#### [EXERCISE DIRECTIONS]
If a line in the listing below contains the word "front", count it, then please give only the number of such lines.

#### [DATA IN THIS EXERCISE]
##############################

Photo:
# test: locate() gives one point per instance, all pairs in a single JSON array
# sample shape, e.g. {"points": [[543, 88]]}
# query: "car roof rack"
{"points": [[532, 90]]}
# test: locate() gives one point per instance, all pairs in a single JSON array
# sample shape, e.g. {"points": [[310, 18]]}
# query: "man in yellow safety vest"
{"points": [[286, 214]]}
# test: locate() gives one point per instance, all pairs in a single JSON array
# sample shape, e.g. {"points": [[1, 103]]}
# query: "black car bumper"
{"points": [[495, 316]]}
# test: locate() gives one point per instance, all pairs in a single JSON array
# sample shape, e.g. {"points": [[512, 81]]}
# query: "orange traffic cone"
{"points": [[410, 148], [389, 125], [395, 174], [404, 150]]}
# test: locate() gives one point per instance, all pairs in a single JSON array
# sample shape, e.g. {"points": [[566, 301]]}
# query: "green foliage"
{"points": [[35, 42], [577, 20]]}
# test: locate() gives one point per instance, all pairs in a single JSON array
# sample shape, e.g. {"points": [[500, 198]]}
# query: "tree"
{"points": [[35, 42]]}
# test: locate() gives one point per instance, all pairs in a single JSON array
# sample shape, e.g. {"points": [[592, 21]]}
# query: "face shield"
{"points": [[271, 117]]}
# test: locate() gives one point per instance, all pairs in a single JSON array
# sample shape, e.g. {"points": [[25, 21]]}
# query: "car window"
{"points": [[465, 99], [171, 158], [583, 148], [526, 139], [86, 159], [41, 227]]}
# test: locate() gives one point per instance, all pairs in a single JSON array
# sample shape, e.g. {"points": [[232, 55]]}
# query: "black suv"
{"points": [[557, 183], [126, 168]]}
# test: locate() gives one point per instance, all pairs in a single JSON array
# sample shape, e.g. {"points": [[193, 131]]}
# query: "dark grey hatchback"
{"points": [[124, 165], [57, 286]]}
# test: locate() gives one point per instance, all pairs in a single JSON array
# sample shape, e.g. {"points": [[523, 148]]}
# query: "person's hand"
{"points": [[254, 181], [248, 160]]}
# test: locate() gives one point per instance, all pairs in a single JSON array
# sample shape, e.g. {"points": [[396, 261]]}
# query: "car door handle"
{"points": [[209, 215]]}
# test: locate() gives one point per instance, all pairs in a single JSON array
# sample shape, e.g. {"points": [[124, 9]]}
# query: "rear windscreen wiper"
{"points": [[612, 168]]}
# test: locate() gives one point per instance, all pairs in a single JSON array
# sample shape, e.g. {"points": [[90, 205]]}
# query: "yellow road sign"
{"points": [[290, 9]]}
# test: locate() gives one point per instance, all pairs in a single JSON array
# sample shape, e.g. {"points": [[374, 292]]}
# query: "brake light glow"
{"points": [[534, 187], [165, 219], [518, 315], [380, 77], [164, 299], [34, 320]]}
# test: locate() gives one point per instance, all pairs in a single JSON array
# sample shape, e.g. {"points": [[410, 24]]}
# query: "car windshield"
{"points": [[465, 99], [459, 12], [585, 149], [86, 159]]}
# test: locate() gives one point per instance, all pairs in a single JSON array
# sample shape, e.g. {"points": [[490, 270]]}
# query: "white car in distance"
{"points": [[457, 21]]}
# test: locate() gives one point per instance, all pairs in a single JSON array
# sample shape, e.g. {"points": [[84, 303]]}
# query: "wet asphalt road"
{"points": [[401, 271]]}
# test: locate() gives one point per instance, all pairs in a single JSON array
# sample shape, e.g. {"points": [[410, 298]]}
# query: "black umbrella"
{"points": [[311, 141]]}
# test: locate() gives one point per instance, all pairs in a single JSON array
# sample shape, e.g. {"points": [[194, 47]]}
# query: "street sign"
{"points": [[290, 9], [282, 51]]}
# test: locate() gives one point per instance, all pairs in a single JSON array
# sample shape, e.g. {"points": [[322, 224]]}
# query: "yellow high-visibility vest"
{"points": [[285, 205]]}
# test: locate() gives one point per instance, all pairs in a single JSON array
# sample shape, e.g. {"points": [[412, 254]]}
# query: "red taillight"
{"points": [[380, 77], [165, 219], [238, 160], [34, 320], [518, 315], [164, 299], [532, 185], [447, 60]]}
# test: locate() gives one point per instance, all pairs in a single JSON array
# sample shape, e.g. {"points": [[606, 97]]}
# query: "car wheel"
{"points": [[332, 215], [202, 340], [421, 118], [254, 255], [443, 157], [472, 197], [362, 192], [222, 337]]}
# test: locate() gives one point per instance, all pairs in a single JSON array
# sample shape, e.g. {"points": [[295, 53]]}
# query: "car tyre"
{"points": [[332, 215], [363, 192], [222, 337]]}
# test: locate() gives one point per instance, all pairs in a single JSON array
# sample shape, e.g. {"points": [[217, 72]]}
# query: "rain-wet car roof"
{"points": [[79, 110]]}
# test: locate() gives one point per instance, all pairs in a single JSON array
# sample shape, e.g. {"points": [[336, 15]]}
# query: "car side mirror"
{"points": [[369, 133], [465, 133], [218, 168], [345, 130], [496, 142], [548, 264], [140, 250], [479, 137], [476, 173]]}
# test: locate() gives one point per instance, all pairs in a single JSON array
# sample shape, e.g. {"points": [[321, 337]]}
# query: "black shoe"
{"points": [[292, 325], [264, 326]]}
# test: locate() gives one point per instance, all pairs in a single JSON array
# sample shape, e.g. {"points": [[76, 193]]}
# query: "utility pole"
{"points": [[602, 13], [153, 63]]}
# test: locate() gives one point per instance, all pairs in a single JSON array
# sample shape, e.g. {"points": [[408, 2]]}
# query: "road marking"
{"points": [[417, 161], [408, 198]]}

##############################

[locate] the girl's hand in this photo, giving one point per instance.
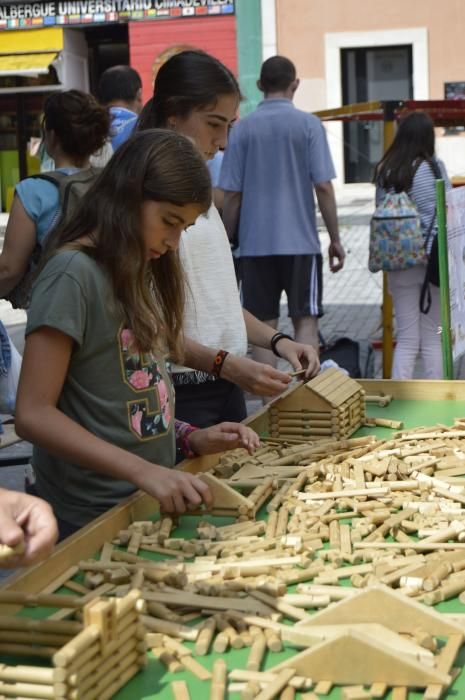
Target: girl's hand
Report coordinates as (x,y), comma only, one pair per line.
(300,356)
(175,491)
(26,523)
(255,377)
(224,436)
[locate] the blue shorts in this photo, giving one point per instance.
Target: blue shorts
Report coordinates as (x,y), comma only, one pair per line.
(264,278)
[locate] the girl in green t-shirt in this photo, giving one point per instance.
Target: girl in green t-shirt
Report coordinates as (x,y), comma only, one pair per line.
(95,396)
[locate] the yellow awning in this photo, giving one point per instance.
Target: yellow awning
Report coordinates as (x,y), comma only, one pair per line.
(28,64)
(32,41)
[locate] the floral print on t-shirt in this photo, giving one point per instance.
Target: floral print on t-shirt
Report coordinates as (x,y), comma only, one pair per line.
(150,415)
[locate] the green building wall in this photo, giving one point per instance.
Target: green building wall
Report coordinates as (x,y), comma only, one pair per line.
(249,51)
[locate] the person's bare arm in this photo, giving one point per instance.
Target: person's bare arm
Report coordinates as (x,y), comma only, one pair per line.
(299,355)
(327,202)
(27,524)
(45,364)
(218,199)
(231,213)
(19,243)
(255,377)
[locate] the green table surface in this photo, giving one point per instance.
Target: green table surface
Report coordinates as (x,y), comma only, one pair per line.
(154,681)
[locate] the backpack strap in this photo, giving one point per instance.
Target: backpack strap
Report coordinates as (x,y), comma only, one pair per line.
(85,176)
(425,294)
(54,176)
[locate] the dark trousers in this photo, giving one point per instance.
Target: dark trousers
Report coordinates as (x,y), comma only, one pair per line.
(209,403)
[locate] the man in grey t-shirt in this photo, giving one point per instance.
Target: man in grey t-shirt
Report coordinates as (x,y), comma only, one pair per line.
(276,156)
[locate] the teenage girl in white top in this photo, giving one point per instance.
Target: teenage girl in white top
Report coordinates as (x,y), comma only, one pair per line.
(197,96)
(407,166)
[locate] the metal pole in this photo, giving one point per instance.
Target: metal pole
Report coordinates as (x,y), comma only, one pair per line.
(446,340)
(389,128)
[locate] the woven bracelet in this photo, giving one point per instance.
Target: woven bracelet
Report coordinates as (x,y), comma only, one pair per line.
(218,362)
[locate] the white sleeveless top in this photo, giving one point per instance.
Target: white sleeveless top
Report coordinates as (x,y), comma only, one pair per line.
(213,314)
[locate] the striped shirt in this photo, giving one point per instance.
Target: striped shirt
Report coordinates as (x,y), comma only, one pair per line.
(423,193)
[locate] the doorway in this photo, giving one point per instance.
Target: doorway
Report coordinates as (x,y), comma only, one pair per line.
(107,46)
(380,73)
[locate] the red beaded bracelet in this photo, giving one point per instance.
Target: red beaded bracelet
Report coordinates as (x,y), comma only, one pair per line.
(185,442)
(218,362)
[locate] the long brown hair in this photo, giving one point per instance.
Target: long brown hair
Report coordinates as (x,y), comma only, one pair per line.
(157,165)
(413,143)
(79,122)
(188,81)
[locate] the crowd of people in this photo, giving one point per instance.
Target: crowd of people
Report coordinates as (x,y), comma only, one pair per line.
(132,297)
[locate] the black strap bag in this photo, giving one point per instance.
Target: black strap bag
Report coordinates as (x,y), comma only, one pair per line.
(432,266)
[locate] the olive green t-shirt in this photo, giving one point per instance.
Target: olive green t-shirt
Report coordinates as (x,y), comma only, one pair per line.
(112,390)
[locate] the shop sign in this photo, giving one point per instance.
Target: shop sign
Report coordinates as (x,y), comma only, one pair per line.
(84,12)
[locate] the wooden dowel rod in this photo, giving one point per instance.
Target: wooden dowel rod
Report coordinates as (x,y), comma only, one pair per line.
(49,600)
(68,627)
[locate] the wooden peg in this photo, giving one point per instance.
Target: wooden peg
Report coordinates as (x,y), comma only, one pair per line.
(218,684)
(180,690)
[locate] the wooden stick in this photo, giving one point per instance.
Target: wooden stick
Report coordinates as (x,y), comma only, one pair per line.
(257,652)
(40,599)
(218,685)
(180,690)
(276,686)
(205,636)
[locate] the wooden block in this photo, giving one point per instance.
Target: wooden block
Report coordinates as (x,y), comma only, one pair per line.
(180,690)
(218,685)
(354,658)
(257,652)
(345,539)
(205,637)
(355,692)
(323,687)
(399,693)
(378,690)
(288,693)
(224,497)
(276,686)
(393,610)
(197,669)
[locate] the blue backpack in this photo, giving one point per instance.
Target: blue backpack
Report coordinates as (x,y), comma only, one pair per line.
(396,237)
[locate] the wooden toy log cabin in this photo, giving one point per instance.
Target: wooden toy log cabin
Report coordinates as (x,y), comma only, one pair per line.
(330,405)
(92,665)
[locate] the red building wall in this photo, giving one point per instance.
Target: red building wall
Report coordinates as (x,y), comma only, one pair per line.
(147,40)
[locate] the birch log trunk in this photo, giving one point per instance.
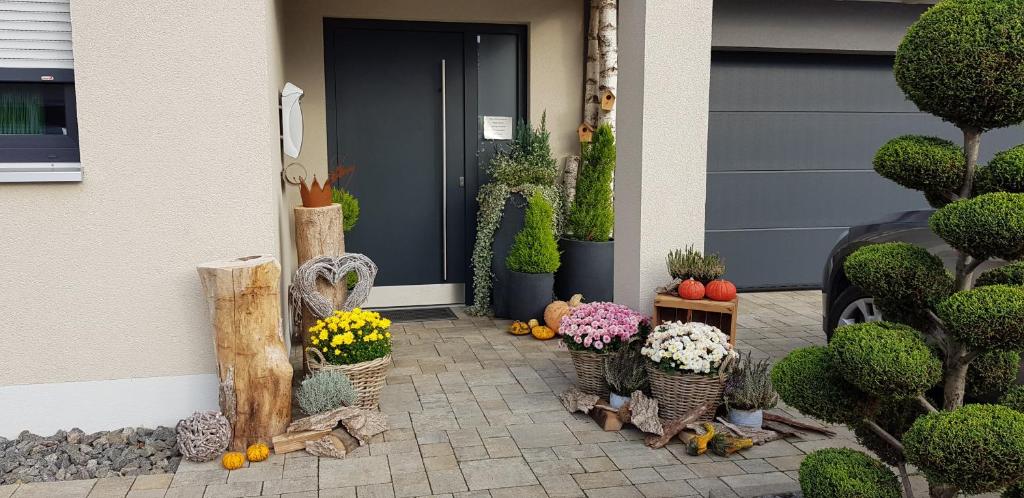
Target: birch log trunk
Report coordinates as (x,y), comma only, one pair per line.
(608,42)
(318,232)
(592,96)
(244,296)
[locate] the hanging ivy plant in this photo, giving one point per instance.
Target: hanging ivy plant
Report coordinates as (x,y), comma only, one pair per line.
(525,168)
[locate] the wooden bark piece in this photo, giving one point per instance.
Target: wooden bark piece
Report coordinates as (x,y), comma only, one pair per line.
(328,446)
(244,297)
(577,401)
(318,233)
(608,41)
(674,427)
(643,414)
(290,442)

##############################

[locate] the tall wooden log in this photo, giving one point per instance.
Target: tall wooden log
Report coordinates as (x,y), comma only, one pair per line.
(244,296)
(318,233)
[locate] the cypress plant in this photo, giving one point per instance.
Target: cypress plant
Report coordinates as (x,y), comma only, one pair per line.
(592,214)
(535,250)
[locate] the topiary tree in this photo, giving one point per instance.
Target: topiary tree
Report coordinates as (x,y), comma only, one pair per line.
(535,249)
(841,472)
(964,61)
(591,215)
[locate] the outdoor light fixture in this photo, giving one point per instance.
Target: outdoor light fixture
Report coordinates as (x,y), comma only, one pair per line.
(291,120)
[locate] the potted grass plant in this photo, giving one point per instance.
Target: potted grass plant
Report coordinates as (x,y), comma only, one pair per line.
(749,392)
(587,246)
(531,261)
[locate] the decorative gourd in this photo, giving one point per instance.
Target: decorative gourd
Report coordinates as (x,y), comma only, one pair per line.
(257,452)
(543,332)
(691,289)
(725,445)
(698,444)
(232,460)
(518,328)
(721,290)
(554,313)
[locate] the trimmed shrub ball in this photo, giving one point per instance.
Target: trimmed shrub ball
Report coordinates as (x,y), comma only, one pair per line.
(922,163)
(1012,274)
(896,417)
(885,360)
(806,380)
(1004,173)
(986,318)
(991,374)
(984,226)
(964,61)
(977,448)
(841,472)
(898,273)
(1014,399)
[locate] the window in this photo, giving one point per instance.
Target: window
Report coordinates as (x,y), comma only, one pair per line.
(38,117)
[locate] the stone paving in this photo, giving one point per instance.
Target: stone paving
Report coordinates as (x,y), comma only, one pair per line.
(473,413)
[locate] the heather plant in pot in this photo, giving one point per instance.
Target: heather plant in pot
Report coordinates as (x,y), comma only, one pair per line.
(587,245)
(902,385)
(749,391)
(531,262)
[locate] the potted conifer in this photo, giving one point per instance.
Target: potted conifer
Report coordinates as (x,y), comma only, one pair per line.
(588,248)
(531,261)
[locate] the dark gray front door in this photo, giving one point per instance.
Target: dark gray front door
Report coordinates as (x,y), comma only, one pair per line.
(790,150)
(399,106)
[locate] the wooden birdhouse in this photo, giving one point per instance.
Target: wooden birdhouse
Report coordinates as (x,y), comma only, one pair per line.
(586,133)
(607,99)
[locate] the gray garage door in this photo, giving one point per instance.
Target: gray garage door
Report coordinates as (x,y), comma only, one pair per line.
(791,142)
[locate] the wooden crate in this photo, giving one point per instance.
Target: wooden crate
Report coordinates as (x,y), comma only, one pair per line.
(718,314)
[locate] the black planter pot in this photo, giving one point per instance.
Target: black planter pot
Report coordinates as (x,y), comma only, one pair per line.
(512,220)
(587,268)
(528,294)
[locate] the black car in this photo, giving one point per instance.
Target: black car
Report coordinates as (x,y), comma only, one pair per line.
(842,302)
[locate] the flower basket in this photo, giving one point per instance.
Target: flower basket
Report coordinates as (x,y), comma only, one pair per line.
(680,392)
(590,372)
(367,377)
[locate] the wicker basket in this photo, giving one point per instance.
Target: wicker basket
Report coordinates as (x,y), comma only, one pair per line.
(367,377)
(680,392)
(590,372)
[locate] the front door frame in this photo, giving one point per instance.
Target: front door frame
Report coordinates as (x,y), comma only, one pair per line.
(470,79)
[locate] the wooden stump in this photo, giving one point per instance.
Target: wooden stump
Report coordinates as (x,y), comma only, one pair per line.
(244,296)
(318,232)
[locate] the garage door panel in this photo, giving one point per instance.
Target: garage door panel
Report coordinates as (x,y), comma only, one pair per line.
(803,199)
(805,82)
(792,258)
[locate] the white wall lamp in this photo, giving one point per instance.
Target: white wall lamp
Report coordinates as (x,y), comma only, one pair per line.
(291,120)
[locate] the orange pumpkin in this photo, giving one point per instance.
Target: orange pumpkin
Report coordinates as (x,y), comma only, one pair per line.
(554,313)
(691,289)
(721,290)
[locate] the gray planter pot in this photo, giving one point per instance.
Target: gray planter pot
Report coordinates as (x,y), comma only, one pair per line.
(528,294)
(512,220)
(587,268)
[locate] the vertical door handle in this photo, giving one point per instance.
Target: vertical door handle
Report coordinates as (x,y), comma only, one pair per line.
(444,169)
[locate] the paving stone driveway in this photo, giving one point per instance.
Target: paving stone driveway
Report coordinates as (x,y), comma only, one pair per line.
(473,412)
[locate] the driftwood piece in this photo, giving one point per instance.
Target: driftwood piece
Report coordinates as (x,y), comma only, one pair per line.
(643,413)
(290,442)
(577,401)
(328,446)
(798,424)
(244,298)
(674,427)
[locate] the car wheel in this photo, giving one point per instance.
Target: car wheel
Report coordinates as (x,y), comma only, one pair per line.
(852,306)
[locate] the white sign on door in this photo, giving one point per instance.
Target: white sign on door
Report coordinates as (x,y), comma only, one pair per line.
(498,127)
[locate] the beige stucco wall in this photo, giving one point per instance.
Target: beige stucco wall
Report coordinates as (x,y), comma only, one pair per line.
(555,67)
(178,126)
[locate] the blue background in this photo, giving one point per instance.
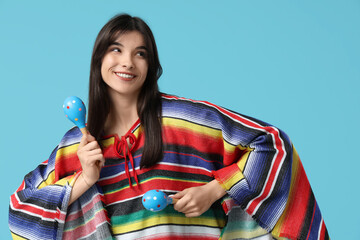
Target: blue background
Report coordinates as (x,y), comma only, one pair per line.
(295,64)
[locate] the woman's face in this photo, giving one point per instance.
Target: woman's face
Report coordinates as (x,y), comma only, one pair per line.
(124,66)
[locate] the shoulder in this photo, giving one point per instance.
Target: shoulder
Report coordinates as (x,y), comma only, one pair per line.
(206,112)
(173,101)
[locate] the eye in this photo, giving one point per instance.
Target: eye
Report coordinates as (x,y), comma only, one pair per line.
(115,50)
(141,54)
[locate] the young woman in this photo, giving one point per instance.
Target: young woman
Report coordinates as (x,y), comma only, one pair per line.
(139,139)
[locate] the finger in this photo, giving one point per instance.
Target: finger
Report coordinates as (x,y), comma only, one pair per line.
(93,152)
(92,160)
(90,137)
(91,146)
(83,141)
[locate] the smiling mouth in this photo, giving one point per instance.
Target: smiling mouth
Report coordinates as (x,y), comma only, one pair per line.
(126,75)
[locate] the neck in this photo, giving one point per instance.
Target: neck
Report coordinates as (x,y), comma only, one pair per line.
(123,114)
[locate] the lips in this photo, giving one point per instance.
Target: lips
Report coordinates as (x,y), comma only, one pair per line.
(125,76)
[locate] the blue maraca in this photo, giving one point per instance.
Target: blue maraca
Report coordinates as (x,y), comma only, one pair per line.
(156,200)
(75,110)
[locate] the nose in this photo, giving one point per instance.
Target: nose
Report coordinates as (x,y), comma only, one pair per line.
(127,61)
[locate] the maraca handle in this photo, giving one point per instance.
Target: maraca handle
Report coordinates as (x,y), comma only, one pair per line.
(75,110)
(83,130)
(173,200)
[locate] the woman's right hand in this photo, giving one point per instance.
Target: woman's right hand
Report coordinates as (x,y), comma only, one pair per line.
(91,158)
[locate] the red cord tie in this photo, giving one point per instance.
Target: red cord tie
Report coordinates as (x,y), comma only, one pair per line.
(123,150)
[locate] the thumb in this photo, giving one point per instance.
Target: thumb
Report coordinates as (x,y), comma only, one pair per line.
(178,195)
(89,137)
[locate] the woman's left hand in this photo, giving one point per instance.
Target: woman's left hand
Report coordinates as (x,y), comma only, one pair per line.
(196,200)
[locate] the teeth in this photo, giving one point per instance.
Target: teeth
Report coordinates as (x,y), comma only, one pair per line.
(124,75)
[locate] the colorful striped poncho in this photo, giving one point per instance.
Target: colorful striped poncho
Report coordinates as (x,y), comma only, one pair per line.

##############################

#### [TASK RESULT]
4